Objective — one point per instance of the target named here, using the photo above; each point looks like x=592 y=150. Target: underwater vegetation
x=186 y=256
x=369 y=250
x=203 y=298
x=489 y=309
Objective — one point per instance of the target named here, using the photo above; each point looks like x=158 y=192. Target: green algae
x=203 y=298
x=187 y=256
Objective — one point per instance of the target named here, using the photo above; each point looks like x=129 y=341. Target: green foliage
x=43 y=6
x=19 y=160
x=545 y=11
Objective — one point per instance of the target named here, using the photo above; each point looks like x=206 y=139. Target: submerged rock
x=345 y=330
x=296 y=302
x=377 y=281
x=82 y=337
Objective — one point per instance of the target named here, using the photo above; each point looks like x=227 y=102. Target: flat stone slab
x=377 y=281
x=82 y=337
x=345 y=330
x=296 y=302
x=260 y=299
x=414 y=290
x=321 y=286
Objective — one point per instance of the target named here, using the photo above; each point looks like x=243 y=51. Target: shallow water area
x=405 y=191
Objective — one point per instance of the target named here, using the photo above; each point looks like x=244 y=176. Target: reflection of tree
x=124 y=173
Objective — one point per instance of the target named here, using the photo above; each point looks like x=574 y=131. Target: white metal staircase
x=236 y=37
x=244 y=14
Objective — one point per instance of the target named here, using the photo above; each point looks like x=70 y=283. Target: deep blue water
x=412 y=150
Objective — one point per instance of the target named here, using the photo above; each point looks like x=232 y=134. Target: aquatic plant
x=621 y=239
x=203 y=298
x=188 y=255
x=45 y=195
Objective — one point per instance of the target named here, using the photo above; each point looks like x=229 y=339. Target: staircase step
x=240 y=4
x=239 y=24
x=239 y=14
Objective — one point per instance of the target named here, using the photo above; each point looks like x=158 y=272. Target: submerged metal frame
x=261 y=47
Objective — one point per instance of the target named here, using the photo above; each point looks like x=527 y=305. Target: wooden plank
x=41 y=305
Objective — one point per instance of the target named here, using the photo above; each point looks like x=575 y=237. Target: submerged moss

• • • • •

* WHAT IS BEING ASKED: Print the line that contains "shallow water area", then every later line of the entries above up to and including the last, all exactly as written.

* RESULT BELOW:
Objective — one point per instance of the target named here, using the photo above; each point looks like x=243 y=51. Target: shallow water area
x=405 y=191
Objective — one point per instance of the target named here, using the photo above; each point looks like x=244 y=176. Target: reflection of tree
x=124 y=173
Objective — one point per instance of the target named here, using the photo above; each point looks like x=574 y=131. Target: white metal staircase
x=236 y=37
x=244 y=14
Objective — one point per instance of the target named here, using the photo above; each point looks like x=70 y=283. Target: deep blue water
x=412 y=150
Objective — one point per instance of the target named here, using the photo above; each point looks like x=232 y=134. Target: aquatic plant
x=621 y=239
x=203 y=298
x=188 y=255
x=45 y=195
Objective — one point per instance of the target named here, using the photo above; each point looks like x=229 y=339. Target: staircase step
x=240 y=4
x=239 y=24
x=239 y=14
Objective — one point per instance of the target named here, using the photo above; each point looks like x=158 y=272. Target: submerged metal frame
x=261 y=47
Objective — one point per instance of the target named here, using the photo above; each point looks like x=527 y=305. Target: wooden plank
x=41 y=305
Objective — one point per instance of the target named here, using the photo above; each point looks like x=575 y=237. Target: submerged moss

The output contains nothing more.